WORK TO BE COMPLETED:
Retype the lines of the listing starting at the line that contains "</instance>" and ending at the line that contains "96L1 478L399 479V362L347", both included.

Stored data:
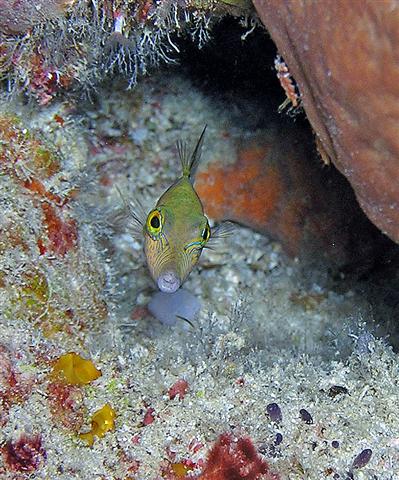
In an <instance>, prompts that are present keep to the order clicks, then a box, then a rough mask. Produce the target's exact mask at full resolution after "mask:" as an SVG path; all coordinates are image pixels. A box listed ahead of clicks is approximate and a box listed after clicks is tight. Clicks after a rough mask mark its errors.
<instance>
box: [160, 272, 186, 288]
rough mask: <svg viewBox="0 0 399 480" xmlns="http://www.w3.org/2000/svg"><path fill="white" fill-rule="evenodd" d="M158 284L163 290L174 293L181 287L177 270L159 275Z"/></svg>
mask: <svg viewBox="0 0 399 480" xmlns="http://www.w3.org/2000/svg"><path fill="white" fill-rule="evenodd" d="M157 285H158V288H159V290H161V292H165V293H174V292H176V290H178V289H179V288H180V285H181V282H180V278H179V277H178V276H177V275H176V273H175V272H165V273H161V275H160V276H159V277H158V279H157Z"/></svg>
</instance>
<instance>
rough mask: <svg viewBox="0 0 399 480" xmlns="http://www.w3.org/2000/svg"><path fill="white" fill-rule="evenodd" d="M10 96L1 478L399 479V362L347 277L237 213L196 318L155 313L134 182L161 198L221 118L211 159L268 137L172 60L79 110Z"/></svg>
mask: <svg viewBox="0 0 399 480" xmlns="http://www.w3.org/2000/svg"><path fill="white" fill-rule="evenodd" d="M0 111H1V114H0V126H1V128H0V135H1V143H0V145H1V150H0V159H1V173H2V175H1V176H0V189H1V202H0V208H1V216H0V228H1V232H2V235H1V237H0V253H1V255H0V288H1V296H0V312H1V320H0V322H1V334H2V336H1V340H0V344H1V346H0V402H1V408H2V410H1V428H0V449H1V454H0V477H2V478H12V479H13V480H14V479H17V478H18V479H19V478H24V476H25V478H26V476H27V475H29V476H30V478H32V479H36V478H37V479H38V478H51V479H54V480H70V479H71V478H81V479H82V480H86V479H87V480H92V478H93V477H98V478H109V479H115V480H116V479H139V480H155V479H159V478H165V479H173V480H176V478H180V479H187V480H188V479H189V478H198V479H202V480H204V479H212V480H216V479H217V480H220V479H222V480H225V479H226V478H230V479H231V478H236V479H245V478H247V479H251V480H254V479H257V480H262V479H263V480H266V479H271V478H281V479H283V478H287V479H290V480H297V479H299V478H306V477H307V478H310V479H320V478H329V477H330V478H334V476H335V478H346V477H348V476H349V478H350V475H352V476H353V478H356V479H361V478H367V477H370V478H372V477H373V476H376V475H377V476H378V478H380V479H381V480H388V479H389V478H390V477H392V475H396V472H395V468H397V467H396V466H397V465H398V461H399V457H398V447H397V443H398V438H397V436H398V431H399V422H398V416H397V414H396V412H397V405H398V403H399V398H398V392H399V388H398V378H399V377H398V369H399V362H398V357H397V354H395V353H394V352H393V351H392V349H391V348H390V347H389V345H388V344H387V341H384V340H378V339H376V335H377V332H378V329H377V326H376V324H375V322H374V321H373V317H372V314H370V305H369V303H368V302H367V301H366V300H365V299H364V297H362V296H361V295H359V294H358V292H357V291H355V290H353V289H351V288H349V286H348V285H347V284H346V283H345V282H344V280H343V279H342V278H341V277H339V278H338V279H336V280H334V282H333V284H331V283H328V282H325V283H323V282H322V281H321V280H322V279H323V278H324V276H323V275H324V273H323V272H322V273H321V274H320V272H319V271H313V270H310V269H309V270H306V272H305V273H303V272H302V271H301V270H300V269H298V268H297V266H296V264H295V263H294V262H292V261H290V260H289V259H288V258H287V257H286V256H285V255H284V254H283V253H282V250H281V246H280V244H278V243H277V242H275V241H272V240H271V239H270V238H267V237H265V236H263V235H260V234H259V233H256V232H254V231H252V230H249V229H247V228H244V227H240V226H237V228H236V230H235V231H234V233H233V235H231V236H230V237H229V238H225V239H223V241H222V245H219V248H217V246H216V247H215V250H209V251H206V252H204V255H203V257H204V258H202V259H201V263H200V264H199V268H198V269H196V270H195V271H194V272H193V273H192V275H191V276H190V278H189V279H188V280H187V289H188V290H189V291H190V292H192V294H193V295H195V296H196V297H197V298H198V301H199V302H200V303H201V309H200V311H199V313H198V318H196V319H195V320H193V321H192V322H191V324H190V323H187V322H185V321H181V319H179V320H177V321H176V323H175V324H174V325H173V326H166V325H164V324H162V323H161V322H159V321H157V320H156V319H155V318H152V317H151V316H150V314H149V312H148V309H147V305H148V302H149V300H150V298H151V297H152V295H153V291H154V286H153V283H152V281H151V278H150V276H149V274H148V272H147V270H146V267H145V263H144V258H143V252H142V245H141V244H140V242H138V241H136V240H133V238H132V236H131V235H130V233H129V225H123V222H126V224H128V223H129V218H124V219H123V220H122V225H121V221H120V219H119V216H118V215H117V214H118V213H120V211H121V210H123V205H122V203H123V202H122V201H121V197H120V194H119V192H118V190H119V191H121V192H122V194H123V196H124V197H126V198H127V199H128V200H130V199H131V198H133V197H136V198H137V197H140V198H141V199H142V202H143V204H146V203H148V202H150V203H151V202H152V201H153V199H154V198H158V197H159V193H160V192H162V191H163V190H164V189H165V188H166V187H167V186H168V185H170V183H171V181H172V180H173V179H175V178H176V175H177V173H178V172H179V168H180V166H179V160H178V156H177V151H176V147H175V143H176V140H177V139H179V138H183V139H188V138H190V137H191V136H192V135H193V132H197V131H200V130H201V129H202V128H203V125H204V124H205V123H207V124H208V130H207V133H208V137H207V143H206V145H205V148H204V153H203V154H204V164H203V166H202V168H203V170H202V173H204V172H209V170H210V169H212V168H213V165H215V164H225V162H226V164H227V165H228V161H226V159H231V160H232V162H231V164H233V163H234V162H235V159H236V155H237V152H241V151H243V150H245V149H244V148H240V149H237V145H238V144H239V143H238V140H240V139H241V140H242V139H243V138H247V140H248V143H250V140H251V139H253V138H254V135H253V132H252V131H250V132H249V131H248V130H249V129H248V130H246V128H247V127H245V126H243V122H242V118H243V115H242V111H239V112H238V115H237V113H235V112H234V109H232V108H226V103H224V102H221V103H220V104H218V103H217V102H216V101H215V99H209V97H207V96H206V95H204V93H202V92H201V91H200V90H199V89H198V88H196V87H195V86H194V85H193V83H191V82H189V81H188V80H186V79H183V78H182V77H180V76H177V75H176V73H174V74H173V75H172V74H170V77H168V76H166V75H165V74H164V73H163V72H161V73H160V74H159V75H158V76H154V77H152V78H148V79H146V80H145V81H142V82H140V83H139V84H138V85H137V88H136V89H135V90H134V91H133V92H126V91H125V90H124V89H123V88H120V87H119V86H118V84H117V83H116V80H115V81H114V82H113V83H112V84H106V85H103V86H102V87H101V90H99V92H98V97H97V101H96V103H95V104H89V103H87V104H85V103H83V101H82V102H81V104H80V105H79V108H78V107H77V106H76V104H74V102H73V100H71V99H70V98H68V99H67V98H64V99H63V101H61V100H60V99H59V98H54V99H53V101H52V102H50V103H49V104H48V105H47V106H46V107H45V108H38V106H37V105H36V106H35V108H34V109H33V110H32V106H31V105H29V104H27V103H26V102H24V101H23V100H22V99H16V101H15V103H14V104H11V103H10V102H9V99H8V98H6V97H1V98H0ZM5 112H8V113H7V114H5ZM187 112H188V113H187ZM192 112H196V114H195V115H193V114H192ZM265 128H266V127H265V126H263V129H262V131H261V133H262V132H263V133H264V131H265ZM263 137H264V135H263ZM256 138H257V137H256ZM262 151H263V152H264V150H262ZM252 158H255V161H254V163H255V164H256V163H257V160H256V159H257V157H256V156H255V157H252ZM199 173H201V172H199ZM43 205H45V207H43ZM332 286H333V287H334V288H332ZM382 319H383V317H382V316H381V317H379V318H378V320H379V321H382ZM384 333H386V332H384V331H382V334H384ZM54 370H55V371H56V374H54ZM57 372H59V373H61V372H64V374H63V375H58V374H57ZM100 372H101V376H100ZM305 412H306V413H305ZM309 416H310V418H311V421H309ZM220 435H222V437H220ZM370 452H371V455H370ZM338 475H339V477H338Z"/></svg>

WRITTEN SOLUTION:
</instance>
<instance>
rough mask: <svg viewBox="0 0 399 480" xmlns="http://www.w3.org/2000/svg"><path fill="white" fill-rule="evenodd" d="M10 96L1 478L399 479V362L347 277L237 213L196 318L155 313L134 182L161 198L221 118L211 159L268 137L172 60L79 110Z"/></svg>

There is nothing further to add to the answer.